======== Data for processing

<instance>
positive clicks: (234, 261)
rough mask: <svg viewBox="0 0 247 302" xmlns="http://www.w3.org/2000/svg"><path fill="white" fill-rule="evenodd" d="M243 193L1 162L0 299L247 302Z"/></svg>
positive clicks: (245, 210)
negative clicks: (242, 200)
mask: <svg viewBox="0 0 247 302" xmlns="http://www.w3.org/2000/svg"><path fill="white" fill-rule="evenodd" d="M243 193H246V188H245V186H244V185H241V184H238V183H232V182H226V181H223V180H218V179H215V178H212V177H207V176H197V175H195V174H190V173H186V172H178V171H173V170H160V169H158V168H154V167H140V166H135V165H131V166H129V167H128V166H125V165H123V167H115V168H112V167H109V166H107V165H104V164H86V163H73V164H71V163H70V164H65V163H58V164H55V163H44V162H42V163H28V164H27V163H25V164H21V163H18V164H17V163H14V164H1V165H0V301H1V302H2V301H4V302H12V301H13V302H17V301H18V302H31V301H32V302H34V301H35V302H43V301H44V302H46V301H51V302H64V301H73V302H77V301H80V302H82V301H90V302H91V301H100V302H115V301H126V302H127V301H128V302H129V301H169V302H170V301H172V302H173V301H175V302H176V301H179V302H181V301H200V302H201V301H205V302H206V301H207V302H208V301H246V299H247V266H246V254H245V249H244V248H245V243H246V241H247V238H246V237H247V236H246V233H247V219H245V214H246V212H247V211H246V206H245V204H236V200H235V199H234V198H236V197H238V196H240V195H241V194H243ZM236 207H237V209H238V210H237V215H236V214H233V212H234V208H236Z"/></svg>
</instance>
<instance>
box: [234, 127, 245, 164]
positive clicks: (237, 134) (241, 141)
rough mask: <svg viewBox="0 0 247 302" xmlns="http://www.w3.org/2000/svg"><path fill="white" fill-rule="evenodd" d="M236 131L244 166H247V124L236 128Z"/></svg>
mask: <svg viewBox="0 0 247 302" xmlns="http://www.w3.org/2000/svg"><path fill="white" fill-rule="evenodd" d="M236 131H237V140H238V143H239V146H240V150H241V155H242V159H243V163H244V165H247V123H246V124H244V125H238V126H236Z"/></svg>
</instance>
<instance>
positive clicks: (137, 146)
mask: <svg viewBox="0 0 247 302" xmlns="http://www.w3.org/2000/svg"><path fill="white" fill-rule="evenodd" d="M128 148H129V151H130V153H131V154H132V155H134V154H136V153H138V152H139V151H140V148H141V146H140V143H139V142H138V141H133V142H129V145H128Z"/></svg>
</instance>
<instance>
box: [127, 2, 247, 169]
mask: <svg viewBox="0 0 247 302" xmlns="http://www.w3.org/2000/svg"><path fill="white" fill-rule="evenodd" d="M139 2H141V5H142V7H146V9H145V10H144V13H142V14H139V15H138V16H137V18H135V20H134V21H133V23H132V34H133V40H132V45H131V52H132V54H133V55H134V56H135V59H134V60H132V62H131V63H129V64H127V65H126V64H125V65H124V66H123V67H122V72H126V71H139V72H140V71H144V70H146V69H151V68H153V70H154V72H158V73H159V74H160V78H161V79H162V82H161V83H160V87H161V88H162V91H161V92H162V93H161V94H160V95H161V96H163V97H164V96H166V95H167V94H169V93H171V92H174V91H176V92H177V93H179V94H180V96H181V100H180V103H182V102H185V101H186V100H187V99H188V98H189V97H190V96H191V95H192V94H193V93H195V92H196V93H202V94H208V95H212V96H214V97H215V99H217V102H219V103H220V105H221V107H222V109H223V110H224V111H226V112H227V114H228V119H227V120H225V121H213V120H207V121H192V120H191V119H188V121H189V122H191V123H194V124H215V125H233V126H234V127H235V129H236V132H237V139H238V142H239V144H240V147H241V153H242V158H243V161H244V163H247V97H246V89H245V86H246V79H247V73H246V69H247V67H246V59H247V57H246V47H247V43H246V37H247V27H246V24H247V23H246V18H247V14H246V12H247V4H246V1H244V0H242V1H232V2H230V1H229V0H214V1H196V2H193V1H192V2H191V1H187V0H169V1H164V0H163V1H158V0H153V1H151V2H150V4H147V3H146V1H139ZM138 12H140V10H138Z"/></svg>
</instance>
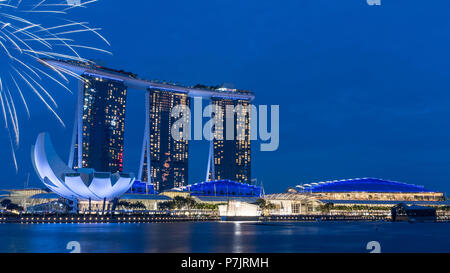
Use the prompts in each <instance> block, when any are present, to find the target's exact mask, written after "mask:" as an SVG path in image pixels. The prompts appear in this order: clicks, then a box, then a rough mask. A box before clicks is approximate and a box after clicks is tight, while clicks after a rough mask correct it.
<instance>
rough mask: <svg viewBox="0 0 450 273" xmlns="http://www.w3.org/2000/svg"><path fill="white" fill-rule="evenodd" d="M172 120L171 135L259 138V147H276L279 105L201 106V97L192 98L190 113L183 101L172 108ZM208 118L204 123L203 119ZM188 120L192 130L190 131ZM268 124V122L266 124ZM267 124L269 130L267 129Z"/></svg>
mask: <svg viewBox="0 0 450 273" xmlns="http://www.w3.org/2000/svg"><path fill="white" fill-rule="evenodd" d="M269 110H270V123H269V121H268V120H269ZM171 117H172V118H175V119H176V121H175V122H174V123H173V125H172V128H171V135H172V138H173V139H174V140H176V141H184V140H192V139H193V140H204V139H205V140H209V141H211V140H214V139H215V140H237V141H246V140H247V141H250V140H252V141H253V140H260V141H262V142H264V143H261V145H260V150H261V151H263V152H272V151H276V150H277V149H278V147H279V142H280V106H279V105H271V106H270V107H269V106H267V105H259V106H256V105H253V104H237V105H226V106H224V107H222V106H220V105H217V104H214V103H213V104H210V105H207V106H206V107H205V108H204V109H203V102H202V99H201V98H194V117H192V111H191V109H190V107H189V106H187V105H177V106H175V107H173V108H172V111H171ZM204 118H207V119H209V120H208V121H207V122H206V123H205V124H204V123H203V119H204ZM192 123H193V124H194V126H193V127H194V131H193V134H192ZM269 125H270V126H269ZM269 127H270V130H269Z"/></svg>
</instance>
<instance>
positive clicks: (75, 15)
mask: <svg viewBox="0 0 450 273" xmlns="http://www.w3.org/2000/svg"><path fill="white" fill-rule="evenodd" d="M381 1H382V5H381V6H369V5H367V4H366V1H365V0H351V1H329V0H294V1H291V0H284V1H263V0H239V1H238V0H227V1H225V0H221V1H219V0H207V1H195V0H194V1H185V0H175V1H162V0H161V1H160V0H158V1H156V0H148V1H142V0H127V1H123V0H122V1H119V0H100V2H98V3H94V4H92V5H90V6H89V8H88V9H79V10H77V11H75V12H73V14H72V16H74V17H78V20H79V21H89V22H90V23H91V25H92V26H96V27H101V28H102V31H101V33H102V34H103V35H104V36H106V37H107V38H108V39H109V40H110V42H111V47H105V46H104V45H103V44H102V43H101V41H99V40H98V42H92V41H94V39H92V36H86V37H84V36H80V39H79V43H88V44H90V45H92V44H94V45H96V46H101V47H103V48H105V49H108V50H110V51H111V52H113V53H114V55H113V56H109V55H106V54H101V53H95V52H86V53H85V55H84V56H86V57H88V58H92V59H97V60H101V62H102V63H103V64H106V65H107V66H110V67H113V68H121V69H124V70H127V71H132V72H135V73H137V74H139V76H140V77H143V78H149V79H160V80H168V81H173V82H180V83H183V84H186V85H191V84H196V83H203V84H207V85H216V84H221V83H223V82H226V83H233V84H234V85H235V86H236V87H237V88H240V89H249V90H252V91H254V92H255V93H256V95H257V99H256V101H255V104H266V105H280V147H279V149H278V151H276V152H260V151H259V149H258V148H259V144H258V142H255V143H254V150H253V161H252V165H253V168H252V173H253V174H252V176H253V177H256V178H258V179H259V180H262V181H263V183H264V186H265V189H266V192H282V191H284V190H285V189H286V188H287V187H288V186H291V185H296V184H299V183H306V182H317V181H324V180H330V179H331V180H334V179H343V178H353V177H379V178H385V179H392V180H397V181H403V182H407V183H413V184H420V185H425V186H427V187H429V188H431V189H435V190H441V191H446V192H449V191H450V168H449V167H450V126H449V125H450V107H449V106H450V81H449V79H450V69H449V60H450V51H449V48H450V20H449V17H448V14H449V11H450V2H449V1H437V0H434V1H416V0H414V1H398V0H397V1H389V0H381ZM44 20H49V19H47V18H45V19H44ZM83 39H84V40H83ZM0 65H1V64H0ZM0 69H7V68H3V67H0ZM49 86H52V85H50V83H49ZM52 87H53V86H52ZM75 87H76V83H75V81H73V82H72V83H71V88H72V89H75ZM51 92H52V94H54V96H55V98H56V100H57V102H58V103H59V106H60V107H59V109H58V113H60V114H61V116H62V118H63V120H64V122H65V123H66V125H67V127H66V128H63V127H62V126H61V125H59V124H58V123H57V121H56V119H55V118H54V117H53V116H52V115H51V114H50V113H49V112H48V111H47V110H46V109H45V107H44V106H43V105H42V104H41V103H39V102H38V101H37V100H36V101H35V103H32V105H33V106H32V109H31V111H32V117H31V119H30V120H27V119H26V115H25V114H21V115H20V118H21V120H22V122H21V126H22V127H21V145H20V147H19V149H18V150H17V154H18V161H19V167H20V170H19V174H16V173H15V170H14V167H13V164H12V162H11V156H10V148H9V140H8V137H7V131H6V130H4V133H2V134H1V136H0V142H1V145H0V152H1V155H2V157H1V158H0V166H2V167H1V170H2V179H1V187H3V188H8V187H14V188H21V187H23V184H24V181H25V180H26V177H27V174H28V173H30V177H31V178H30V186H33V187H41V186H42V185H41V183H40V181H38V178H37V176H36V175H35V173H34V171H33V168H32V165H31V162H30V150H31V145H32V144H33V143H34V141H35V139H36V136H37V134H38V133H39V132H42V131H48V132H51V135H52V139H53V142H54V144H55V146H56V150H57V151H58V152H59V153H60V154H61V155H62V156H63V157H64V158H66V157H67V156H68V151H69V145H70V140H71V134H72V126H73V120H74V113H75V112H74V109H75V96H74V95H70V94H69V93H67V92H66V91H64V90H63V89H62V88H58V87H56V86H54V87H53V88H52V89H51ZM26 95H27V96H28V97H29V98H30V100H31V102H33V100H35V99H34V98H33V95H32V94H31V92H30V91H28V93H27V94H26ZM19 108H20V109H19V110H20V111H21V112H24V111H23V107H19ZM143 114H144V109H143V93H142V92H141V91H135V90H129V97H128V112H127V125H126V126H127V128H126V129H127V134H126V151H125V153H126V154H125V164H126V166H125V167H126V171H133V172H137V169H138V161H139V155H140V148H141V143H142V133H143ZM1 122H3V121H1ZM190 149H191V160H190V169H189V172H190V174H189V176H190V182H191V183H193V182H199V181H201V180H203V179H204V176H205V171H206V162H207V156H208V154H207V152H208V146H207V143H205V142H191V147H190Z"/></svg>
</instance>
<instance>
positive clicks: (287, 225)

================

Assignment »
Return only the part of the records above that opens with the line containing "box: [234, 127, 245, 164]" and closes with the line containing "positive clicks: (237, 134) (241, 141)", ends included.

Output below »
box: [234, 127, 245, 164]
positive clicks: (237, 134) (241, 141)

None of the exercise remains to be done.